Start of Block

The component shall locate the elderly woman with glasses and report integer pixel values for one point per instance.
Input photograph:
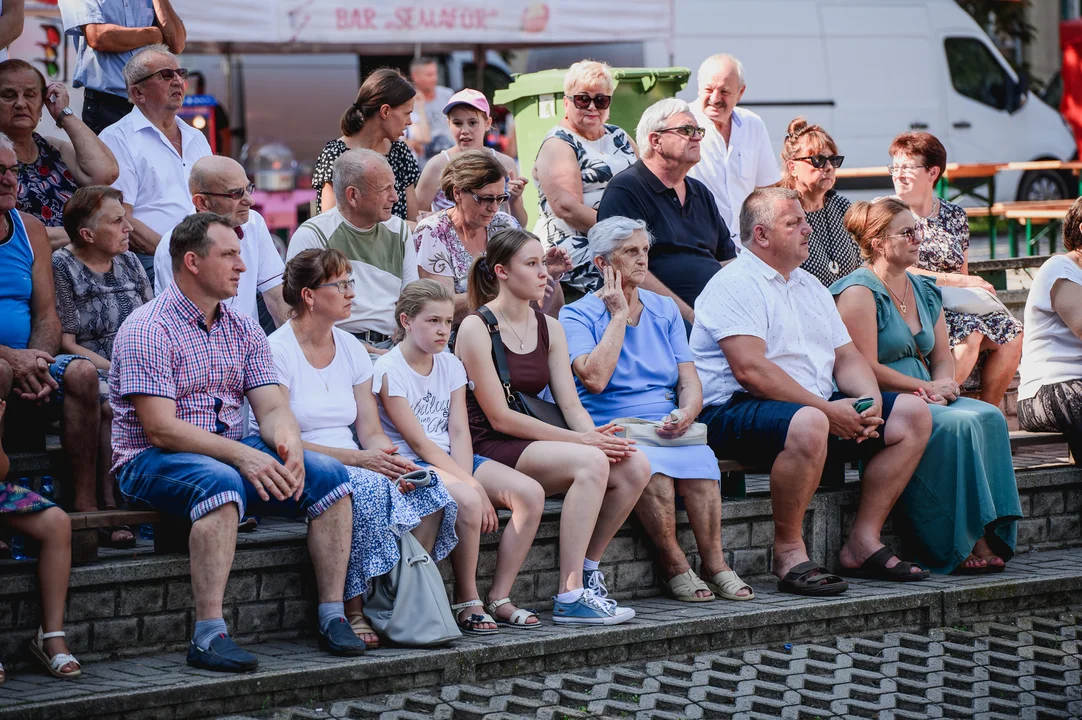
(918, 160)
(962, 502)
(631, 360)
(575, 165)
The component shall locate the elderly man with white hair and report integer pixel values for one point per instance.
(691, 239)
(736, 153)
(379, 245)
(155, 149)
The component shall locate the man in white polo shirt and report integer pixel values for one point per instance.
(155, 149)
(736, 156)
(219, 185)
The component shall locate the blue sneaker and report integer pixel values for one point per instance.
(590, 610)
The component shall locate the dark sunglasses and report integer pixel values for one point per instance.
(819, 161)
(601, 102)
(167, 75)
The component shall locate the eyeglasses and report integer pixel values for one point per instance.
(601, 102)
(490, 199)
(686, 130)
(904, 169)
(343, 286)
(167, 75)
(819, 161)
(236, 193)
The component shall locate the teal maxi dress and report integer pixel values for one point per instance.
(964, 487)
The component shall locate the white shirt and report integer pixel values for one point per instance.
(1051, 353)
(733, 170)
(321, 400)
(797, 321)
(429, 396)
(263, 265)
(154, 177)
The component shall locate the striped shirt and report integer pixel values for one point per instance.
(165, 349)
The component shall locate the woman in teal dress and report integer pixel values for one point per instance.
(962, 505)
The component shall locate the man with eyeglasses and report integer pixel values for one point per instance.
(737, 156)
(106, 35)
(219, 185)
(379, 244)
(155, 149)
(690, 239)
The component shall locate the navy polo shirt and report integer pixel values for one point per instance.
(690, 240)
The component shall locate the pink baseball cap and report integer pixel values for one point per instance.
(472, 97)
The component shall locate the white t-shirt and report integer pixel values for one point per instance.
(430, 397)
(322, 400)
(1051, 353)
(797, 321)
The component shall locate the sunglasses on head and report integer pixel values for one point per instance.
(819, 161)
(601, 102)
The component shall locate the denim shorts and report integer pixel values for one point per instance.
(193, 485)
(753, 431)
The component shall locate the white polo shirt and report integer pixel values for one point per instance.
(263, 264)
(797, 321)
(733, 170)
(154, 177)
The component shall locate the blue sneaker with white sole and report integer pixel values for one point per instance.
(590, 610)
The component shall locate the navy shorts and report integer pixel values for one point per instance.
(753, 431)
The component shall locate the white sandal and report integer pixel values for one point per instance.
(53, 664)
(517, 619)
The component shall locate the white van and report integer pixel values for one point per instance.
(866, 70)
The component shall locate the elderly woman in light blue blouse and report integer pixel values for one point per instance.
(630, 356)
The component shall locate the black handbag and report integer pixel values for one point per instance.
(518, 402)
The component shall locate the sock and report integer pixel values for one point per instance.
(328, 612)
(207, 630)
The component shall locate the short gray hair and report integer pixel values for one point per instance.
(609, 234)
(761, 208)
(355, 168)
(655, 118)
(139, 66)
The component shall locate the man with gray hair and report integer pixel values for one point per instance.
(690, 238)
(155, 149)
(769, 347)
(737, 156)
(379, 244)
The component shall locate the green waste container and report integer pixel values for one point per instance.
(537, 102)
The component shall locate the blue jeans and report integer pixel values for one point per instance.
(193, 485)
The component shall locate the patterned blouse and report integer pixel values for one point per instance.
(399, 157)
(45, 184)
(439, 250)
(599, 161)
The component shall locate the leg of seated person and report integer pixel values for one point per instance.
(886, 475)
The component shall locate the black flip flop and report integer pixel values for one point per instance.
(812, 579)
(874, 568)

End of Block

- [DESCRIPTION OF THE TASK] Your task is to retype all the entries exactly and leave out any pictures.

- [ANSWER TO THE PROBLEM]
The component shall locate the elderly woman with glasses and report integer pixel values for one point per instance.
Input photograph:
(918, 160)
(962, 502)
(631, 360)
(575, 165)
The component shall locate the elderly man with white hair and report integer pixel values for one point per instance.
(691, 239)
(736, 153)
(379, 245)
(155, 149)
The component shall locate the man in white polo shirt and report integer pixel values for one point per instance.
(155, 149)
(736, 156)
(219, 185)
The component shall locate the blue sneaker and report integer pixel values for one point per instance.
(590, 610)
The component shall locate the dark sunglasses and report integer pixel values for one point per instance.
(819, 161)
(601, 102)
(167, 75)
The component shall locate the eyeglasses and report integer pixel values for one point per instance.
(601, 102)
(490, 199)
(686, 130)
(904, 169)
(343, 286)
(167, 75)
(819, 161)
(236, 193)
The component shall locate the teal maxi dress and report integer pixel values for one point per instance.
(964, 487)
The component shall locate the white shirt and report integer pixel values for one point per instance.
(1051, 353)
(733, 170)
(321, 400)
(797, 321)
(429, 396)
(263, 265)
(154, 177)
The component shall locate the striped shirt and report integer pixel values for one point per instance.
(165, 349)
The component shall locate the woman in teal dress and report integer pixel values for one point per instance.
(962, 505)
The component shall locate the man with eyeglasses and report integer pixel values for one point per instance.
(737, 156)
(106, 35)
(219, 185)
(379, 244)
(155, 149)
(690, 239)
The component shall locate the navy polo shirt and report integer pixel values for one point per instance.
(690, 240)
The component shall locate the pink baseball cap and report integer pixel values for one point per instance.
(472, 97)
The component shall locate the white t-shirt and report integer pixel values for one point per instance.
(430, 397)
(322, 400)
(1051, 353)
(797, 321)
The component shall locate the sunglasses on head and report integer pixel values for one point per instance.
(819, 161)
(601, 102)
The component shall locate the denim shorts and report integer pixel values for one point per instance.
(193, 485)
(753, 431)
The component shall locate the white polo shirt and report integer pixel values for one point per instance.
(263, 264)
(797, 321)
(733, 170)
(154, 177)
The component shall locate the blue sneaker with white sole and report integer pixel values for one point per instance.
(590, 610)
The component shall locate the navy shorts and report integer pixel values for one point per instance.
(753, 431)
The component shall locate the white sandal and report integer pixel values for one point per instance.
(53, 664)
(517, 619)
The component shall locate the white van and report integer pixel values for one point per instance.
(866, 70)
The component shall locate the elderly woman in light blue blouse and report integer pixel values for one point per instance.
(630, 356)
The component shall locate the black handbag and report integer pixel values for one point per instance.
(518, 402)
The component shall locate the sock and report integer pixel values for one point per instance.
(328, 612)
(207, 630)
The component shall locate the short gray hair and report integer pixel values for one point per instance.
(609, 234)
(761, 208)
(355, 168)
(655, 118)
(139, 66)
The component shall locate the man with gray hair and report integer pixel values for one point per instance.
(690, 238)
(155, 149)
(769, 347)
(737, 156)
(379, 244)
The component shall locate the green waste container and report integer pixel values for one point per instance.
(537, 102)
The component shall locate the blue jeans and report integer pixel values for one point per instance.
(193, 485)
The component shall locate the patterned blouse and report integer pixel values for one point per instance.
(399, 157)
(45, 184)
(439, 250)
(599, 161)
The component shall locate the leg of seated person and report integer pixel values for one point per instance.
(886, 475)
The component shall locate the black flip flop and report integer pixel values for one point per instance.
(812, 579)
(874, 568)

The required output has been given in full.